## SET OF TASKS
**a.** Do the following statements agree with the zero-padding passage? (i) Zero-padding gives all numbers the same length. (ii) The test creates documents whose numbers are padded to six digits. (iii) Once numbers are zero-padded, lexicographic ordering matches numeric ordering. Answer yes or no for each and quote the words of the passage that decide it.
**b.** Extend the zero-padding passage beyond its final line.

───── SELECTED PASSAGE ─────

The Solution: Zero-Padding
Zero-padding solves the ASCII comparison problem by ensuring all numbers have the same length. When numbers are zero-padded to the same length (e.g., "0001", "0002", "0010", "0100", "1000"), ASCII comparison matches numeric order:
0001
0002
0010
0100
1000
With zero-padding, all strings share the same length and align perfectly on the left. This uniform length guarantees that lexicographic (ASCII) ordering will match numeric ordering: "0001" < "0002" < "0010" < "0100" < "1000" (correct numeric order!)
Let’s see this solution in action:
@Test
public void flattenedNumericRange_ZeroPaddedNumbers_WorksWithRangeQueries() throws Exception {
try (OpenSearchTestIndex testIndex = fixture.createTestIndex(mapping ->
mapping.properties("attribute", Property.of(p -> p.flatObject(f -> f))))) {
// Create documents with zero-padded numbers (4 digits)
ProductWithNumericAttribute[] products = new ProductWithNumericAttribute[]{
new ProductWithNumericAttribute("1", "Product1", new NumericAttribute("0001")),
new ProductWithNumericAttribute("2", "Product2", new NumericAttribute("0002")),
new ProductWithNumericAttribute("3", "Product3", new NumericAttribute("0010")),
new ProductWithNumericAttribute("4", "Product4", new NumericAttribute("0100")),
new ProductWithNumericAttribute("5", "Product5", new NumericAttribute("1000"))

───── RECORD EXTRACTS ─────

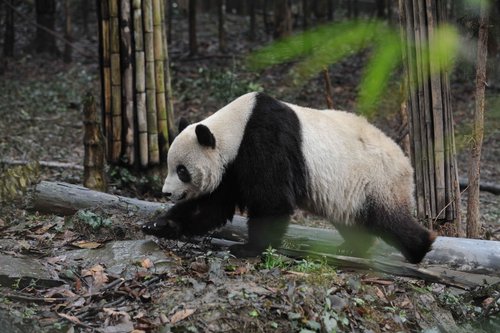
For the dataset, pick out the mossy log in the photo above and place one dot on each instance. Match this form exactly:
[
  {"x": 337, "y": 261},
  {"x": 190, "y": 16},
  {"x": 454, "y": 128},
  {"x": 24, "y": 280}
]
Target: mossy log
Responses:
[{"x": 472, "y": 255}]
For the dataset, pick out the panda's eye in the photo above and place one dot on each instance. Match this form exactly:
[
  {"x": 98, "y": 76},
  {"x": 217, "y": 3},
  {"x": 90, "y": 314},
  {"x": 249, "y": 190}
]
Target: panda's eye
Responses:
[{"x": 183, "y": 174}]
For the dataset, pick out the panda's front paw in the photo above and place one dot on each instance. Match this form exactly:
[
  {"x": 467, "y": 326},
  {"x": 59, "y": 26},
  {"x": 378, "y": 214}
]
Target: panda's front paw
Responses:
[
  {"x": 162, "y": 228},
  {"x": 245, "y": 251}
]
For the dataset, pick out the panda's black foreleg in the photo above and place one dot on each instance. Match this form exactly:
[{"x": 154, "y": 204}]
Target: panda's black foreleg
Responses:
[
  {"x": 398, "y": 227},
  {"x": 189, "y": 218},
  {"x": 357, "y": 240},
  {"x": 262, "y": 233}
]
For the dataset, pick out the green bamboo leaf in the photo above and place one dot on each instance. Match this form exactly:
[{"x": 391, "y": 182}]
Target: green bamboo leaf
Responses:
[{"x": 386, "y": 57}]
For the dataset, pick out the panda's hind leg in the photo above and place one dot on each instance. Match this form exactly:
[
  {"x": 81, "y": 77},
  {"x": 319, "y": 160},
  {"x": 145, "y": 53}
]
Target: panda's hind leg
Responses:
[{"x": 262, "y": 233}]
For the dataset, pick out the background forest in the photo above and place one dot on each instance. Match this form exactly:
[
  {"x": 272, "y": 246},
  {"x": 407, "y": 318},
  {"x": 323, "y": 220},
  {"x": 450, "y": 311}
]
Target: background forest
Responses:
[{"x": 50, "y": 62}]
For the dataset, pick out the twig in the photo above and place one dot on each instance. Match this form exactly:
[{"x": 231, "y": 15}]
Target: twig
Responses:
[{"x": 35, "y": 299}]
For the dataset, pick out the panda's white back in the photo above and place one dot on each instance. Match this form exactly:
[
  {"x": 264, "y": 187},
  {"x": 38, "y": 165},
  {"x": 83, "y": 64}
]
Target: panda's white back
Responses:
[{"x": 349, "y": 159}]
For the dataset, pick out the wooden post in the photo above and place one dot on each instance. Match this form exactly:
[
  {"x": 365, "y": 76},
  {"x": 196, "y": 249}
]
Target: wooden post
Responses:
[{"x": 473, "y": 216}]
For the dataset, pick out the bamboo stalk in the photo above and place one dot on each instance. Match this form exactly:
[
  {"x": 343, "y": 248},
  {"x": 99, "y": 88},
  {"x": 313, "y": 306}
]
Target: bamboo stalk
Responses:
[
  {"x": 168, "y": 85},
  {"x": 415, "y": 131},
  {"x": 473, "y": 214},
  {"x": 127, "y": 82},
  {"x": 153, "y": 149},
  {"x": 105, "y": 59},
  {"x": 140, "y": 85},
  {"x": 426, "y": 116},
  {"x": 437, "y": 115},
  {"x": 68, "y": 35},
  {"x": 159, "y": 58},
  {"x": 328, "y": 89},
  {"x": 116, "y": 121}
]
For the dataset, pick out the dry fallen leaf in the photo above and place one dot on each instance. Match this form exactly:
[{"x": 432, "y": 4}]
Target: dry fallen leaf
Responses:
[
  {"x": 86, "y": 245},
  {"x": 146, "y": 263},
  {"x": 72, "y": 319},
  {"x": 181, "y": 315},
  {"x": 98, "y": 275}
]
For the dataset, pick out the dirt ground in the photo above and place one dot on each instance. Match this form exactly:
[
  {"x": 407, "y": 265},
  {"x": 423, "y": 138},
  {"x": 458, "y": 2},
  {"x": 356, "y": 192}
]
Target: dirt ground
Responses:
[{"x": 205, "y": 289}]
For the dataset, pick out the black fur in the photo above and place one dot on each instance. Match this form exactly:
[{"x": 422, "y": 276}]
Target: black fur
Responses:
[
  {"x": 197, "y": 216},
  {"x": 270, "y": 172},
  {"x": 183, "y": 123},
  {"x": 268, "y": 179},
  {"x": 205, "y": 137},
  {"x": 396, "y": 226}
]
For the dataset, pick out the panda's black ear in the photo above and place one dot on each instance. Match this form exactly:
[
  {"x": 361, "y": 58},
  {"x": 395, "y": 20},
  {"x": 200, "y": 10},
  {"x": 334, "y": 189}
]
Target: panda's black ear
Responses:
[
  {"x": 183, "y": 123},
  {"x": 205, "y": 137}
]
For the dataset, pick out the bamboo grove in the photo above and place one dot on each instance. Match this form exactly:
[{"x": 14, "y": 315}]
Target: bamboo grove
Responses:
[
  {"x": 430, "y": 113},
  {"x": 137, "y": 109}
]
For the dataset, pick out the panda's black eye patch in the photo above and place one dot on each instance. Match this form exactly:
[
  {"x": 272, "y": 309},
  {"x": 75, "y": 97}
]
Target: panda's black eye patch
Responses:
[{"x": 183, "y": 174}]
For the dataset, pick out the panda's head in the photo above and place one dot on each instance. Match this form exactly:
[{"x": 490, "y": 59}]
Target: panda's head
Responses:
[{"x": 195, "y": 166}]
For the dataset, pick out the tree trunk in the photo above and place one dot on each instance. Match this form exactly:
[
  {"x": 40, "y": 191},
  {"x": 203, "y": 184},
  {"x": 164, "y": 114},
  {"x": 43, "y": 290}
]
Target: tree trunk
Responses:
[
  {"x": 86, "y": 7},
  {"x": 430, "y": 116},
  {"x": 169, "y": 16},
  {"x": 221, "y": 10},
  {"x": 68, "y": 36},
  {"x": 193, "y": 44},
  {"x": 94, "y": 176},
  {"x": 9, "y": 37},
  {"x": 380, "y": 8},
  {"x": 473, "y": 216},
  {"x": 282, "y": 18},
  {"x": 137, "y": 98},
  {"x": 67, "y": 199},
  {"x": 45, "y": 17},
  {"x": 306, "y": 11},
  {"x": 251, "y": 11},
  {"x": 128, "y": 129},
  {"x": 330, "y": 10}
]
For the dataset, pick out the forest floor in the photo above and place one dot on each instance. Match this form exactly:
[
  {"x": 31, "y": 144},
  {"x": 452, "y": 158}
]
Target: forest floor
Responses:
[{"x": 204, "y": 289}]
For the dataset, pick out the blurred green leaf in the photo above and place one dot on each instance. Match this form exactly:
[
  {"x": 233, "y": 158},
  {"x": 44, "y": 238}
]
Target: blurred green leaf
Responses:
[{"x": 315, "y": 49}]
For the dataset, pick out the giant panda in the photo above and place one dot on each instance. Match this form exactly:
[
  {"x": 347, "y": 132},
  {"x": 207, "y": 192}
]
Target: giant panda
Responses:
[{"x": 268, "y": 158}]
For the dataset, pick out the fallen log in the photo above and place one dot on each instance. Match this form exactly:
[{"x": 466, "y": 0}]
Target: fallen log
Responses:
[{"x": 473, "y": 255}]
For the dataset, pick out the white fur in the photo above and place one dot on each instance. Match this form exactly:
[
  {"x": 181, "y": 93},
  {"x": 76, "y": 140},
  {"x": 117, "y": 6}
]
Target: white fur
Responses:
[
  {"x": 348, "y": 159},
  {"x": 206, "y": 165}
]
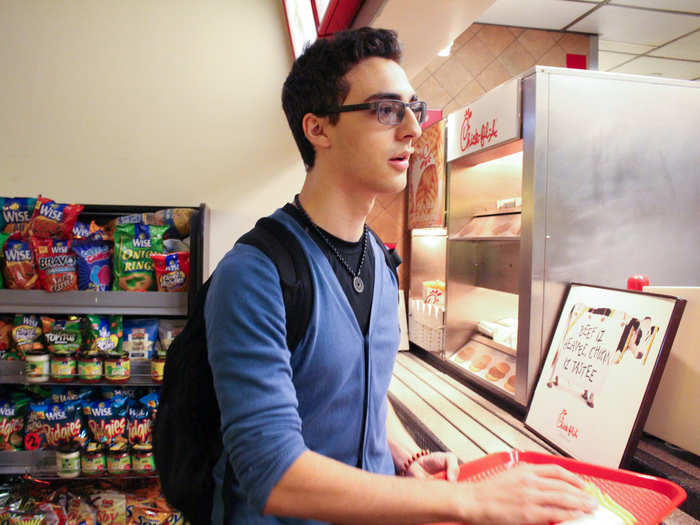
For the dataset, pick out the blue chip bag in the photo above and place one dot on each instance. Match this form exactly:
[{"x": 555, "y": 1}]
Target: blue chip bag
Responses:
[
  {"x": 107, "y": 420},
  {"x": 16, "y": 213},
  {"x": 140, "y": 336},
  {"x": 81, "y": 230},
  {"x": 94, "y": 264}
]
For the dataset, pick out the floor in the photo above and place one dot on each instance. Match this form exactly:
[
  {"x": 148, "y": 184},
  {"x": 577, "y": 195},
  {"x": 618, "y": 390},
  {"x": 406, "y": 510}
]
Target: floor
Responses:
[{"x": 445, "y": 414}]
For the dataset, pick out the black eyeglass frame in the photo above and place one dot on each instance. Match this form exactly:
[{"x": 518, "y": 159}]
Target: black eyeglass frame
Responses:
[{"x": 376, "y": 104}]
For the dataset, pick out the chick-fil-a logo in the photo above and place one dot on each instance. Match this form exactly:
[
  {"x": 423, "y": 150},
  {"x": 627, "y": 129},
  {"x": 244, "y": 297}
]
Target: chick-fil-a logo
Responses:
[
  {"x": 569, "y": 429},
  {"x": 468, "y": 139}
]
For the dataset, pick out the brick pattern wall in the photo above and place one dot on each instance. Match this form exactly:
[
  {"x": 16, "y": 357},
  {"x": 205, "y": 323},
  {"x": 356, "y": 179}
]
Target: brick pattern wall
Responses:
[{"x": 482, "y": 57}]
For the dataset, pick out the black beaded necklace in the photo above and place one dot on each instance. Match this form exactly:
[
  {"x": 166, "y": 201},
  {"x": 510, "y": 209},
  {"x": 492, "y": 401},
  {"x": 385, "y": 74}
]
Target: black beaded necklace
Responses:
[{"x": 357, "y": 283}]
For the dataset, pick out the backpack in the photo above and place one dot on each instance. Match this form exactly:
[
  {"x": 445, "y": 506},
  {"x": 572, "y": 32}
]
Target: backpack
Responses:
[{"x": 187, "y": 440}]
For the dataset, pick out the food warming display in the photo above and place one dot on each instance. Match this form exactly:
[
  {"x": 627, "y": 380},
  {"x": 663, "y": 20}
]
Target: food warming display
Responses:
[{"x": 550, "y": 180}]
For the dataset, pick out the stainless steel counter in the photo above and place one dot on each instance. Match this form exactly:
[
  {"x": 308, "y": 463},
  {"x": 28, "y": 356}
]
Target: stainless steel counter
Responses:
[{"x": 451, "y": 416}]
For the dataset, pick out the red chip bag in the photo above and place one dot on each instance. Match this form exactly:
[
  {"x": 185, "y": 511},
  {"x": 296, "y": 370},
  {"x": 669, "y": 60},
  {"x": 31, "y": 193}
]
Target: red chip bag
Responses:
[
  {"x": 172, "y": 271},
  {"x": 20, "y": 271},
  {"x": 52, "y": 219},
  {"x": 56, "y": 263}
]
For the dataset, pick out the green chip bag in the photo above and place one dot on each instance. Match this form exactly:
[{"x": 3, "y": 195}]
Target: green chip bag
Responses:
[
  {"x": 63, "y": 337},
  {"x": 133, "y": 246}
]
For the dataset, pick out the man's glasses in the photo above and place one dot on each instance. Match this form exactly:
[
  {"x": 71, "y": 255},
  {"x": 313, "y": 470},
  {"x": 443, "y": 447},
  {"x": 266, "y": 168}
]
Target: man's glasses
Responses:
[{"x": 389, "y": 112}]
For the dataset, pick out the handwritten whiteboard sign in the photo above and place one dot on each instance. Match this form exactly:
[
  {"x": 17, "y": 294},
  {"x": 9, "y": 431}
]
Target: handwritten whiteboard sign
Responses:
[{"x": 602, "y": 370}]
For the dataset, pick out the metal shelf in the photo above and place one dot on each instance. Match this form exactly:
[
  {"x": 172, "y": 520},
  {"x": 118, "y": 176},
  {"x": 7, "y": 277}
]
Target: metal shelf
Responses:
[
  {"x": 13, "y": 373},
  {"x": 88, "y": 302}
]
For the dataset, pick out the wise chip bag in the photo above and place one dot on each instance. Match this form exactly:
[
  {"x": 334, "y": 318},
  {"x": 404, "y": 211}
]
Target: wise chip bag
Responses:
[
  {"x": 107, "y": 420},
  {"x": 51, "y": 219},
  {"x": 20, "y": 271},
  {"x": 3, "y": 239},
  {"x": 94, "y": 260},
  {"x": 56, "y": 264},
  {"x": 105, "y": 334},
  {"x": 60, "y": 423},
  {"x": 16, "y": 214},
  {"x": 133, "y": 246},
  {"x": 11, "y": 424},
  {"x": 26, "y": 333},
  {"x": 172, "y": 271}
]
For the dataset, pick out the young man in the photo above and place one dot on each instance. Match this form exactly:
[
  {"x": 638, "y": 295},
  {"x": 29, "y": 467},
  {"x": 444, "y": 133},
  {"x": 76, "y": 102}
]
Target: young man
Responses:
[{"x": 308, "y": 431}]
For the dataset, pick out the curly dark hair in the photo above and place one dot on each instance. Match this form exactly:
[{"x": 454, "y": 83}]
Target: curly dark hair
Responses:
[{"x": 316, "y": 82}]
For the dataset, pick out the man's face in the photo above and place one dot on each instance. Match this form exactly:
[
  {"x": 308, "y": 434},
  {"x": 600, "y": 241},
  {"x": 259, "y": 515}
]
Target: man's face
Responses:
[{"x": 365, "y": 153}]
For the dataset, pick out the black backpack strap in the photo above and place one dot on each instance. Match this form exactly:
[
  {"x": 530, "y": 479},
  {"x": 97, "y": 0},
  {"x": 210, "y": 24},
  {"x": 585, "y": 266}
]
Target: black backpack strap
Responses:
[
  {"x": 393, "y": 259},
  {"x": 282, "y": 247}
]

─────

## RESPONSES BY TASK
**a.**
(i) Yes: "Zero-padding solves the ASCII comparison problem by ensuring all numbers have the same length."
(ii) No: "// Create documents with zero-padded numbers (4 digits)"
(iii) Yes: "This uniform length guarantees that lexicographic (ASCII) ordering will match numeric ordering"

**b.**
};
testIndex.indexDocuments(products);
// Query for values between "0001" and "0010" (inclusive)
SearchResponse<ProductWithNumericAttribute> result = loggingOpenSearchClient.search(s -> s
.index(testIndex.getName())
.query(q -> q
.range(r -> r
.field("attribute.value")
.gte(JsonData.of("0001"))
.lte(JsonData.of("0010"))
)
),
ProductWithNumericAttribute.class
);
// Should match Product1 (0001), Product2 (0002), and Product3 (0010)
assertThat(result.hits().total().value()).isEqualTo(3);
assertThat(result.hits().hits().stream()
.map(h -> h.source().getId())
.sorted())
.containsExactly("1", "2", "3");
}
}
This test demonstrates the solution! With zero-padded numbers, the range query correctly matches all values between 1 and 10, including 2 which was missing in the unpadded version.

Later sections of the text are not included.